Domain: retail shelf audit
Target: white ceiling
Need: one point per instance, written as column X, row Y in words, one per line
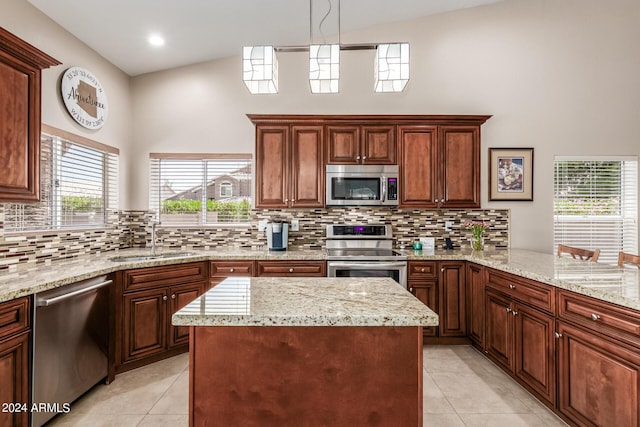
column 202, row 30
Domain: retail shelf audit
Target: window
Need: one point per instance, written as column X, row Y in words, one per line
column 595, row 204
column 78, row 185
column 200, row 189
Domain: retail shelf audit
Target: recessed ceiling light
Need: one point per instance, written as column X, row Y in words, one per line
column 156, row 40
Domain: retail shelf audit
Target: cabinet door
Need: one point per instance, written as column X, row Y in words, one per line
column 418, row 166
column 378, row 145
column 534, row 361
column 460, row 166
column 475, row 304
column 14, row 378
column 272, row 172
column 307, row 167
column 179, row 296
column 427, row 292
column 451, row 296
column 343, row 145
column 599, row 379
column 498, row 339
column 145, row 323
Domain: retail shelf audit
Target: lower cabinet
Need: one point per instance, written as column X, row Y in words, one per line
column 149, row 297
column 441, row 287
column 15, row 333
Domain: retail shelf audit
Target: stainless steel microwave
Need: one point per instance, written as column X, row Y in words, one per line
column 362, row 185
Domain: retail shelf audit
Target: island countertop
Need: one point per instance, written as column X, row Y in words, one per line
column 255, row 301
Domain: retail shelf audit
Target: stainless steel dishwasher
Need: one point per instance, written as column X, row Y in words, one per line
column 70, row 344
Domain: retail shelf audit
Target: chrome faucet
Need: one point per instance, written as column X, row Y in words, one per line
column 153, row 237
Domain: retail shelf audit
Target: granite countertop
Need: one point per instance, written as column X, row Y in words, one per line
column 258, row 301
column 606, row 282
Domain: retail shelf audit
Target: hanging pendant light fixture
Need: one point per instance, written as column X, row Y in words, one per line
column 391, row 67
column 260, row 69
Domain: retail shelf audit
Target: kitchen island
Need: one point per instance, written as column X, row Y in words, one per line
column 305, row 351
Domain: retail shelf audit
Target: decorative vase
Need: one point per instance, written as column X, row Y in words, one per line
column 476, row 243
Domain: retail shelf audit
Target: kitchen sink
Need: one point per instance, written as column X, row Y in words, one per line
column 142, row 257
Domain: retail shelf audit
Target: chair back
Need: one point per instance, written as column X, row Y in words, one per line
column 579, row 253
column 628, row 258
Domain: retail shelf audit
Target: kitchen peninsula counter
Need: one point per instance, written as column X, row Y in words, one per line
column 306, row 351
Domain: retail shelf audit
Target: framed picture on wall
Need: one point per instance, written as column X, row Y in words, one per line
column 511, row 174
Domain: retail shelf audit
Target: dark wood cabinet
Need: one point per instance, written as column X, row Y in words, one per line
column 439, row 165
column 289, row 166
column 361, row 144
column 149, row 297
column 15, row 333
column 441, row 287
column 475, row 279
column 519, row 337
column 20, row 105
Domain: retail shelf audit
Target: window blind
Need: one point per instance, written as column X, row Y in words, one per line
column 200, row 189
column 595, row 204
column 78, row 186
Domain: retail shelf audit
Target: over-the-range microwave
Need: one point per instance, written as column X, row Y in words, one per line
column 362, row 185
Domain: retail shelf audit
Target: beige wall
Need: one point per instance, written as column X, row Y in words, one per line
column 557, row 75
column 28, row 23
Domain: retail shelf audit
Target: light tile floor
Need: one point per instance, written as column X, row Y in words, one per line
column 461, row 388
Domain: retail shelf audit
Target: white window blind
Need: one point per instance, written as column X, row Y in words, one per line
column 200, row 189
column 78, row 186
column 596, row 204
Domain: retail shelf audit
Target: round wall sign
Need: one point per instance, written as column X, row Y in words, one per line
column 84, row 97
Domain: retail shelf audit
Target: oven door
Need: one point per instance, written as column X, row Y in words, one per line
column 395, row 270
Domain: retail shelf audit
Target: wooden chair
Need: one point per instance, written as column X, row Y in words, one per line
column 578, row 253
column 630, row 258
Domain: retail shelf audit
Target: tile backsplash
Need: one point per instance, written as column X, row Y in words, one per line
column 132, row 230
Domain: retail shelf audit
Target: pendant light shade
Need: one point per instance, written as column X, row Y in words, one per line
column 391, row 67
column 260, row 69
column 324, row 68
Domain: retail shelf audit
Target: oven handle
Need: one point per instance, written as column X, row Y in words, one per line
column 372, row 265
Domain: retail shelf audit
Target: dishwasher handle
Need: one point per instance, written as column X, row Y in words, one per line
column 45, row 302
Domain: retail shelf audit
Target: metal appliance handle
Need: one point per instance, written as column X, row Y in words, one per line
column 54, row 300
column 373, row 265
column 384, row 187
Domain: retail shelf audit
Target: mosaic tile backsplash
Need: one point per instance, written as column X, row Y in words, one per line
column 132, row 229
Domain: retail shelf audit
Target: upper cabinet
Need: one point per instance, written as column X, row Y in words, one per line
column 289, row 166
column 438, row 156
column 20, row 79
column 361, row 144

########

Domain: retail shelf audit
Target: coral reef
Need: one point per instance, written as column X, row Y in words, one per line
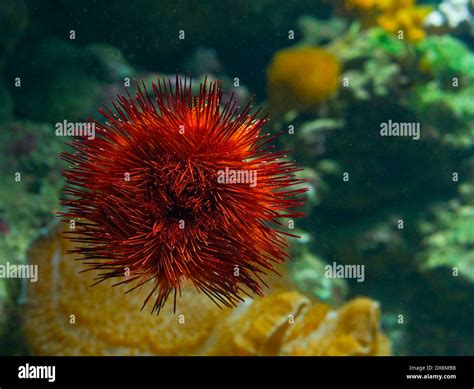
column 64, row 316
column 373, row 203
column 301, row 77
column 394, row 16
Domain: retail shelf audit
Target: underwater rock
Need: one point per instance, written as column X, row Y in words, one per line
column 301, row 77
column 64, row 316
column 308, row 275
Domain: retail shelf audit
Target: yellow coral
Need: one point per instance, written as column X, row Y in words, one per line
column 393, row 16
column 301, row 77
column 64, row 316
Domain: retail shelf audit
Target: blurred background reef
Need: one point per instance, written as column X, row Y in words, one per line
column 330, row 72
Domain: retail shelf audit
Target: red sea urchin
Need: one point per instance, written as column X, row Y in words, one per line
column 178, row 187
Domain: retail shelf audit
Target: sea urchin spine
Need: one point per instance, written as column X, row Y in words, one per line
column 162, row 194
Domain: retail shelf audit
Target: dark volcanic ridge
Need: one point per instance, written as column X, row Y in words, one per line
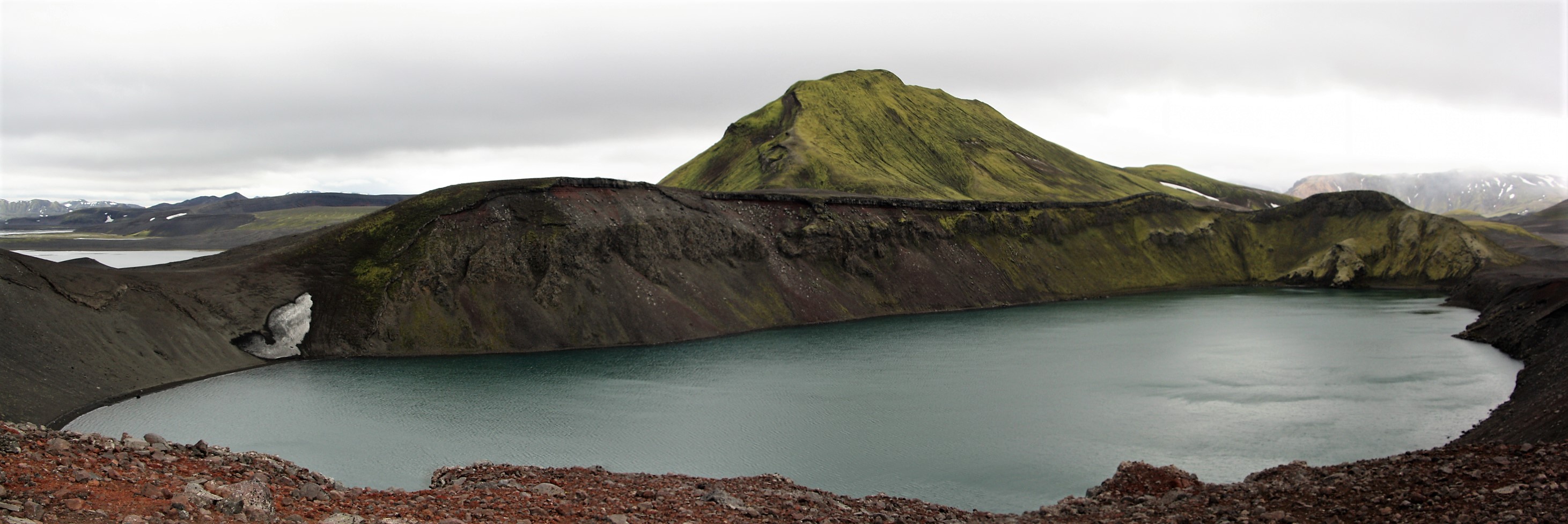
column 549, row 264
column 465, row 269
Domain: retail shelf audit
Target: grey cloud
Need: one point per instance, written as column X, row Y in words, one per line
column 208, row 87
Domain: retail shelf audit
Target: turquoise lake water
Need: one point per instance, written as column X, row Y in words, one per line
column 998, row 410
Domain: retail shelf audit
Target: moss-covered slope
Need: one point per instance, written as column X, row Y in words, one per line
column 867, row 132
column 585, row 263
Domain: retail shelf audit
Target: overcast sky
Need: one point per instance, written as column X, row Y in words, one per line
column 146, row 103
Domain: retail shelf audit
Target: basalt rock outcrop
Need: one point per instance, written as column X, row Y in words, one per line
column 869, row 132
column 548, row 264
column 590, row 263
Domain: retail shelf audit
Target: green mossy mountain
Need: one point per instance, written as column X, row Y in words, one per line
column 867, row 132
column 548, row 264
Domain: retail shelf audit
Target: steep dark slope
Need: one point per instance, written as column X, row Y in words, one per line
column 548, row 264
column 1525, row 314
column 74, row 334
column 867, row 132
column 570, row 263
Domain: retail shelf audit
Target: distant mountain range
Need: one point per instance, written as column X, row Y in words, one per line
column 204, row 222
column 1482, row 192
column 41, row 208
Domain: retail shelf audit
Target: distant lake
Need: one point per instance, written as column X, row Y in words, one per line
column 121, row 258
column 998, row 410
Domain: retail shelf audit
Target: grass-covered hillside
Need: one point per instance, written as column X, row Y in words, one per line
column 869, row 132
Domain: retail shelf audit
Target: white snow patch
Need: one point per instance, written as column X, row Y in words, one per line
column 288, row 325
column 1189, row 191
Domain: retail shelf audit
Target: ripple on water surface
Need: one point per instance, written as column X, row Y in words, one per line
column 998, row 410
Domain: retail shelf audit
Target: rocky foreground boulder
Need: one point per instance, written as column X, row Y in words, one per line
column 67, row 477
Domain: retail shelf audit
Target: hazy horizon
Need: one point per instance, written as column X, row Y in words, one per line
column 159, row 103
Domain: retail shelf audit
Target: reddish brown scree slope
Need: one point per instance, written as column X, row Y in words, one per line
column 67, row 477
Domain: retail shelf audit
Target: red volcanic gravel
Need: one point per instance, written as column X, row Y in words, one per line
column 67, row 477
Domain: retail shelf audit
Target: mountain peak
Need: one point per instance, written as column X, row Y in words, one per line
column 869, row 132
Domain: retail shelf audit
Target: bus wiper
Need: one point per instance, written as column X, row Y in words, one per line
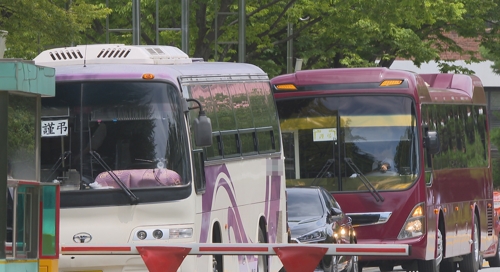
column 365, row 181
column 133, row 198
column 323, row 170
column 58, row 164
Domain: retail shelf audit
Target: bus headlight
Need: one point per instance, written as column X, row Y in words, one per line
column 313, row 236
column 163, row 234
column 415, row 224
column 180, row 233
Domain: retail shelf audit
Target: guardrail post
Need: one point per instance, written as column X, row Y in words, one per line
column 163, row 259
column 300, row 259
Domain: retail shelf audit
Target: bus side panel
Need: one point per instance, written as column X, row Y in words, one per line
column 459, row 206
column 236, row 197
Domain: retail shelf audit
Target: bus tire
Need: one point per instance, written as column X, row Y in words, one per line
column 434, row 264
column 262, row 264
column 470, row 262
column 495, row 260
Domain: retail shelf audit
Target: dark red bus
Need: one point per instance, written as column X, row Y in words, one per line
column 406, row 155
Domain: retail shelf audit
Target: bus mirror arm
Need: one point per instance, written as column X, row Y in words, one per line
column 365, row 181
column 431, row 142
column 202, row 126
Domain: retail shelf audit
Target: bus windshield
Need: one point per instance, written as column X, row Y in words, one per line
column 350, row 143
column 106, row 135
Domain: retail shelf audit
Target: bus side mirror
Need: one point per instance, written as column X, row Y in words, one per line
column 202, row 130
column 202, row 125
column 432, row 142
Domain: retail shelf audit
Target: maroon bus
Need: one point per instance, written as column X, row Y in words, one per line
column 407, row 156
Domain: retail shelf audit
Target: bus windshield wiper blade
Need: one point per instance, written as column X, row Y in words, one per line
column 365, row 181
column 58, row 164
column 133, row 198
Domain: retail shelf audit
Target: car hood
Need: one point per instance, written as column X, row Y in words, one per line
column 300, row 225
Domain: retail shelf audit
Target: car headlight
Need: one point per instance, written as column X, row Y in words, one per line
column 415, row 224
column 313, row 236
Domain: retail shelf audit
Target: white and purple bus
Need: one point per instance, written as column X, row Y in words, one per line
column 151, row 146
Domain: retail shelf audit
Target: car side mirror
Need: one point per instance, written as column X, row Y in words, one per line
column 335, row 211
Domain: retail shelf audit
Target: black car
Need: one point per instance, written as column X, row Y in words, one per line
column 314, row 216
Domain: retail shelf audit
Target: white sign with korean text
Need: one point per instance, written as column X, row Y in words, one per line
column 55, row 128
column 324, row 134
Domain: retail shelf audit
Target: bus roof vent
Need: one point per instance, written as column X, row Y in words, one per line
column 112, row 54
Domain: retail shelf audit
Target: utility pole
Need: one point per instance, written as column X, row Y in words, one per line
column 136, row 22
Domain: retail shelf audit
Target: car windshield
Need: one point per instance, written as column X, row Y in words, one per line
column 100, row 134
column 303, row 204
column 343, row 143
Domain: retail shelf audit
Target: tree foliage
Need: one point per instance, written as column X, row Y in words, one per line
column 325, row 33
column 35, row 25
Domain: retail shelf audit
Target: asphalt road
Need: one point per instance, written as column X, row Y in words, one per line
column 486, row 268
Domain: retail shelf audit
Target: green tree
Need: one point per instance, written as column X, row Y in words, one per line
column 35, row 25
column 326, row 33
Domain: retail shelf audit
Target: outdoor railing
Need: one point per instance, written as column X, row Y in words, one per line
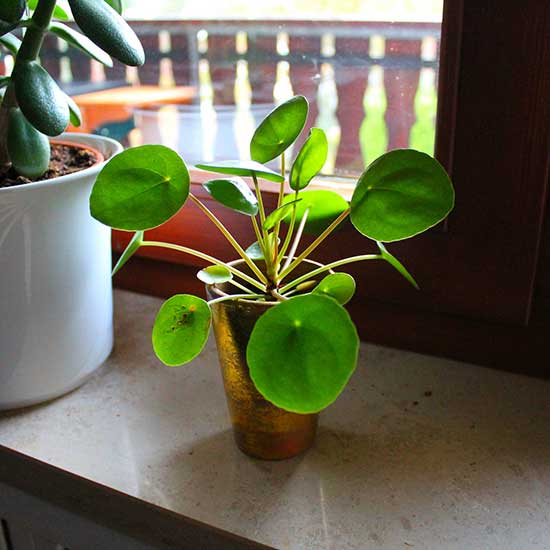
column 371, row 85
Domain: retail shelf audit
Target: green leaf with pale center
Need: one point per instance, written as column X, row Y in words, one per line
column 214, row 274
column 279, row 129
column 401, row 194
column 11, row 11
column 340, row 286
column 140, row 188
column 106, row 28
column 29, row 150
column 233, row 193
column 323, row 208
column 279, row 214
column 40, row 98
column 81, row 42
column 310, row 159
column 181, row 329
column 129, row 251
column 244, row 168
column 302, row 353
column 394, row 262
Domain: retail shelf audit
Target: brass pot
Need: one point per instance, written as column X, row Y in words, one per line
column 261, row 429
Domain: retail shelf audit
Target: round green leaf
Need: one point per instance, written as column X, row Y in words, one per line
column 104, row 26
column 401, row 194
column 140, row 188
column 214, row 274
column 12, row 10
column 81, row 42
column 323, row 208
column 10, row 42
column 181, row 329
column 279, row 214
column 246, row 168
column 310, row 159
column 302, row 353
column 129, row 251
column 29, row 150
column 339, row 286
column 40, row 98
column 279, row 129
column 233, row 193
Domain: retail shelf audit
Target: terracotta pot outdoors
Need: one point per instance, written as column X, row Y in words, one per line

########

> _Problem details_:
How many lines in the items above contain the string "handle"? Reply with the number alone.

> _Reply_:
3